- Request: From the line containing "Could you please point to the cyclist in the" down to the last line of the material, return those lines verbatim and only those.

--

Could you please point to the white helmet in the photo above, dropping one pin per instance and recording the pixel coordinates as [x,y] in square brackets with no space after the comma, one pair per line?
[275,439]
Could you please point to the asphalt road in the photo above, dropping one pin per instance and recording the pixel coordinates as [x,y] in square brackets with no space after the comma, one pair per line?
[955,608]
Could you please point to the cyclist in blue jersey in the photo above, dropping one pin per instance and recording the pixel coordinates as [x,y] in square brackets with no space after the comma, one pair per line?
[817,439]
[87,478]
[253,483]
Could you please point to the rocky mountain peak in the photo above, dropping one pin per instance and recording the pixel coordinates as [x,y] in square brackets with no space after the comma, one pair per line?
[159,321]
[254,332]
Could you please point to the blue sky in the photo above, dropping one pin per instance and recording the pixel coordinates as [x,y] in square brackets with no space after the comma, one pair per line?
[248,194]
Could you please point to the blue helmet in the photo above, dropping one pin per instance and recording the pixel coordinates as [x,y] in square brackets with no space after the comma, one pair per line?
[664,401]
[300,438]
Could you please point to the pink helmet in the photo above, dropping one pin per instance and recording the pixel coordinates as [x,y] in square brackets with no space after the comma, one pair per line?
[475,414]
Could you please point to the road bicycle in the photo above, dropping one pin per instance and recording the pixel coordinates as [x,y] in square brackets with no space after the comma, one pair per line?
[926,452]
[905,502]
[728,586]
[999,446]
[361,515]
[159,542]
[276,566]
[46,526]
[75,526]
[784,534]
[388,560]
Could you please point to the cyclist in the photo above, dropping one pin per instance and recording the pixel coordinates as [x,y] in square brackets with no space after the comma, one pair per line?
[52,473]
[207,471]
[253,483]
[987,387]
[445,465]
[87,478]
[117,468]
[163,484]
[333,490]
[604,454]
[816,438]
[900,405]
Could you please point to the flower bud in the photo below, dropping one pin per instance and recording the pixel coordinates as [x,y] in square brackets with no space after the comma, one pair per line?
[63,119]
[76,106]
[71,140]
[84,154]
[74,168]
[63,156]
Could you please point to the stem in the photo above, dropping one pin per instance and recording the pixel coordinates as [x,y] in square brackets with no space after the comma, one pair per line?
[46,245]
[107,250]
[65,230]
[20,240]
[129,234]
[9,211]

--

- Answer for the task:
Could you please point to the cyclist in the photo above, dropping one pin per instance and recording the pixel coordinates as [x,y] in square brackets with no space after the comma, one pair per line?
[52,473]
[207,471]
[253,483]
[987,387]
[445,465]
[87,478]
[117,468]
[163,484]
[333,490]
[604,454]
[816,438]
[900,405]
Could you please point to the flower bud in the photo below, dropping one pin per instance and recording the pixel coordinates as [x,y] in square brackets with no space after the comma, one pair per line?
[63,119]
[76,106]
[71,140]
[84,154]
[74,168]
[63,156]
Could you please point to the stem in the photo above, dropping one pin per instance and recording the pixel coordinates as [x,y] in square brackets with no space after the comma, one pair per line?
[46,245]
[107,250]
[65,230]
[20,240]
[129,234]
[9,211]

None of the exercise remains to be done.